- Data for processing -

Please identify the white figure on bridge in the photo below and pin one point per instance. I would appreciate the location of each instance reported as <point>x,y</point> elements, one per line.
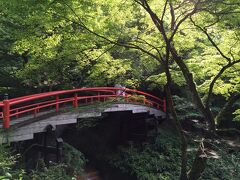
<point>120,92</point>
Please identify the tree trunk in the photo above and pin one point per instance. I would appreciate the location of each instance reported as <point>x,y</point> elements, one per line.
<point>227,108</point>
<point>192,86</point>
<point>199,163</point>
<point>178,127</point>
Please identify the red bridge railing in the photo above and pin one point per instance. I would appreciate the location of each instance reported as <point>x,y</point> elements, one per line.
<point>14,108</point>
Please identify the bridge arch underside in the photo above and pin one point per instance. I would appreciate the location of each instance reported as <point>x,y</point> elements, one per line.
<point>24,128</point>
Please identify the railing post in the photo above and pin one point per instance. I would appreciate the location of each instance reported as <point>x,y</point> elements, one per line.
<point>126,98</point>
<point>98,97</point>
<point>57,103</point>
<point>6,114</point>
<point>75,102</point>
<point>164,105</point>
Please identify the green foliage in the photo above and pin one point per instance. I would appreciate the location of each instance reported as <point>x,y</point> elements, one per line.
<point>72,166</point>
<point>185,109</point>
<point>53,172</point>
<point>227,166</point>
<point>74,158</point>
<point>7,162</point>
<point>152,161</point>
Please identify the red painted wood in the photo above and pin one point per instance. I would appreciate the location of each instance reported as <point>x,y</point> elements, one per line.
<point>34,103</point>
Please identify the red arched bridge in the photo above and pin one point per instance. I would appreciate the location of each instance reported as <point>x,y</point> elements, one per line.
<point>16,111</point>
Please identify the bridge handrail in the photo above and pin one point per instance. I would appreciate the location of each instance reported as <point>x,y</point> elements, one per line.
<point>8,109</point>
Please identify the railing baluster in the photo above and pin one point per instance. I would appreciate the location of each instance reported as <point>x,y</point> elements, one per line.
<point>57,103</point>
<point>75,102</point>
<point>6,113</point>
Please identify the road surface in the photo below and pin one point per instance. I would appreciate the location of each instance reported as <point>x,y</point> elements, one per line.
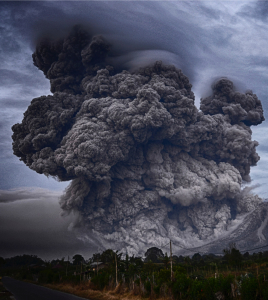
<point>27,291</point>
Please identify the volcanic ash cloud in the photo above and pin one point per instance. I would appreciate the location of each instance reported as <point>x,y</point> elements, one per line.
<point>145,164</point>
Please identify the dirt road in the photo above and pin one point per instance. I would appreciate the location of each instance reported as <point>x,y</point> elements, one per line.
<point>27,291</point>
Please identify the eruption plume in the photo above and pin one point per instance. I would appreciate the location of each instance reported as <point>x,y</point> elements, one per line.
<point>146,165</point>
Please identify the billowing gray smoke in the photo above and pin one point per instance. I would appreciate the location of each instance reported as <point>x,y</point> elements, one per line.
<point>146,165</point>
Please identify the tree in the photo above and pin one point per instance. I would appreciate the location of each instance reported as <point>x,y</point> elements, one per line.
<point>166,260</point>
<point>78,259</point>
<point>233,255</point>
<point>196,257</point>
<point>154,255</point>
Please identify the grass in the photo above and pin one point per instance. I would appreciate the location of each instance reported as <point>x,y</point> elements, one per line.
<point>4,294</point>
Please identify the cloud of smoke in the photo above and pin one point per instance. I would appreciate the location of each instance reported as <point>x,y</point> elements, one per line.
<point>145,164</point>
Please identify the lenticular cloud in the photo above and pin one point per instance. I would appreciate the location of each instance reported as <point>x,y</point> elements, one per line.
<point>145,163</point>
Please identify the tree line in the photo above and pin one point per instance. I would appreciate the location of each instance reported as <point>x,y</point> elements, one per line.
<point>232,275</point>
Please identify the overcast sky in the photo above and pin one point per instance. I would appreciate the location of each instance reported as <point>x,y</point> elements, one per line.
<point>206,39</point>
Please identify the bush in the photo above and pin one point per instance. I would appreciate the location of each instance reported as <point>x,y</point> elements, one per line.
<point>101,280</point>
<point>181,285</point>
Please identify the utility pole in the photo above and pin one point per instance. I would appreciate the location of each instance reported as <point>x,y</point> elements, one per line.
<point>67,266</point>
<point>116,282</point>
<point>81,272</point>
<point>97,264</point>
<point>171,261</point>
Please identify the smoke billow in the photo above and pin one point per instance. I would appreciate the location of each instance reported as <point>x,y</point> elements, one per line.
<point>145,163</point>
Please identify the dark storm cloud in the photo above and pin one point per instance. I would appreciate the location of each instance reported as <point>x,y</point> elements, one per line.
<point>32,224</point>
<point>205,39</point>
<point>257,10</point>
<point>7,196</point>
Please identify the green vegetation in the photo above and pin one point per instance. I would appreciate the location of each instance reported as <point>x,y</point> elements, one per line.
<point>230,276</point>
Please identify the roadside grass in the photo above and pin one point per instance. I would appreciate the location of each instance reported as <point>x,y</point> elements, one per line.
<point>85,290</point>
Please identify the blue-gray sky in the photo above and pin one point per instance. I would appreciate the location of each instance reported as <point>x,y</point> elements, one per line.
<point>206,39</point>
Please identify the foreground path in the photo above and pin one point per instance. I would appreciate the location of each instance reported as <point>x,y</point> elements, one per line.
<point>27,291</point>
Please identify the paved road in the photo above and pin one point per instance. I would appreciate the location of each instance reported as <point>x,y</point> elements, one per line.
<point>27,291</point>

- Directions -
Reproduce the listing verbatim, pictures excluded.

- Your response -
Please identify the white figure on bridge in the photo below and pin one point per instance. I would appreciate the location of each instance reported as <point>x,y</point> elements, one per line.
<point>120,92</point>
Please identify the tree trunk in the photo above and pin one point per instance. I would appreciate the location of each instance reported as <point>x,y</point> elements, one per line.
<point>227,108</point>
<point>192,86</point>
<point>199,163</point>
<point>178,127</point>
Please identify the red bridge railing in the photo above and pin one point per instance. I would appreciate the location of each instance reported as <point>x,y</point> elements, one per line.
<point>14,108</point>
Please identify the bridge arch underside in the photo above and pin one point per instance. I would appreciate the location of each instance reported as <point>x,y</point> elements, one per line.
<point>24,128</point>
Please identify the railing post in the photo above and pin one point per instance. I would appreciate the location of each instance reported as <point>x,y</point> elements, one per line.
<point>126,98</point>
<point>98,97</point>
<point>57,103</point>
<point>6,114</point>
<point>75,102</point>
<point>164,105</point>
Please identify the green foliage in the photo above and pin one point per instance. I would appreciate the location of each instance reported as <point>x,y</point> elements, one per line.
<point>72,166</point>
<point>185,109</point>
<point>53,172</point>
<point>227,166</point>
<point>74,158</point>
<point>7,162</point>
<point>152,161</point>
Please identify the red painted wood in the photo above and pin one point per instance. I would appreciate the location of each instance reported as <point>x,y</point> elements, one per line.
<point>34,103</point>
Please identify the red arched bridge in the photo above and pin one point per instance. I would appreciate the location of each instance reported as <point>x,y</point> elements, one per line.
<point>16,111</point>
Please identify the bridge handrail in the photo above and pin one point per instance. I would appreciate the location of each instance reported as <point>x,y</point> elements, one per line.
<point>8,109</point>
Please identify the railing baluster in the photo above and pin one point per instance. I would appreciate the location of each instance reported as <point>x,y</point> elements, one per line.
<point>57,103</point>
<point>75,102</point>
<point>6,113</point>
Please identify the road surface in the photo below and pin one point per instance. I would appreciate the location of each instance reported as <point>x,y</point> elements, one per line.
<point>27,291</point>
Please identify the volcanic ash cloud in the photo above and pin one point per instance. I would appreciate the location of each instance reported as <point>x,y</point> elements, one per line.
<point>145,164</point>
Please identify the dirt road in the photo above and pin one point per instance. I would appreciate the location of each instance reported as <point>x,y</point> elements, one per line.
<point>27,291</point>
Please identify the eruption plume in the photo above and pin one point per instance. I would appreciate the location of each instance reported as <point>x,y</point> elements, one per line.
<point>146,165</point>
Please identify the billowing gray smoke in the photo above and pin one point per instance. I would appreciate the location of each instance reported as <point>x,y</point> elements, one per line.
<point>146,165</point>
Please identify the tree in the photo above and pin one point per instance. I would appreciate the location of each instance reported as <point>x,y</point> elements, one per line.
<point>166,260</point>
<point>78,259</point>
<point>233,255</point>
<point>196,257</point>
<point>154,255</point>
Please identify the grass in the photo above and pin one point per instance. I would appreciate the location of each instance reported as <point>x,y</point> elements, one per line.
<point>4,294</point>
Please identify the cloud of smoke in the photo above and pin one point per instance. I would appreciate the location of each instance reported as <point>x,y</point> elements, one per line.
<point>145,164</point>
Please identify the lenticular cloud in the photo above and pin one point per instance. I would appreciate the location of each instance reported as <point>x,y</point> elements, one per line.
<point>145,163</point>
Please identify the tree line in the photo above and pin one point per instance. I would appreciate the location of each instance reported as <point>x,y</point> elements, one per line.
<point>232,275</point>
Please identify the overcast sky in the photo above and pin one point per instance. I would appreciate the location of each instance reported as <point>x,y</point> elements, one per line.
<point>206,39</point>
Please identify the bush in the photo above and pin one point per instance. I would appreciate the location of each instance reported as <point>x,y</point> elements, one per line.
<point>101,280</point>
<point>181,285</point>
Please identify the utility pole in the photo above and pin one point per instance. I would appreciate the location of each instance reported as <point>x,y</point> elements, one per line.
<point>67,266</point>
<point>116,282</point>
<point>81,272</point>
<point>97,264</point>
<point>171,261</point>
Please identify the smoke billow in the photo above and pin one point per instance. I would appreciate the location of each instance reported as <point>x,y</point> elements, one per line.
<point>145,163</point>
Please identify the dark storm cloud in the photo above and pin one point per instance. I would appreciate the location of each instance reported as <point>x,y</point> elements, one per line.
<point>32,224</point>
<point>205,39</point>
<point>257,10</point>
<point>7,196</point>
Please identify the green vegetation in the photo above and pin one point per instance. I would appreciate the location of each instance reported as <point>x,y</point> elements, one per line.
<point>230,276</point>
Please identify the roadside grass in the photo above and pin one point per instance. I would appreciate the location of each instance reported as <point>x,y</point> elements, one per line.
<point>85,290</point>
Please identify the blue-gray sky in the photo above and pin one point per instance. I would appreciate the location of each instance reported as <point>x,y</point> elements, one per line.
<point>206,39</point>
Please identify the foreground path in the photo above and pin one point per instance. I would appreciate the location of each instance reported as <point>x,y</point> elements, one per line.
<point>27,291</point>
Please identify the paved road in the photo above and pin one point per instance. I would appreciate the location of each instance reported as <point>x,y</point> elements, one per line.
<point>27,291</point>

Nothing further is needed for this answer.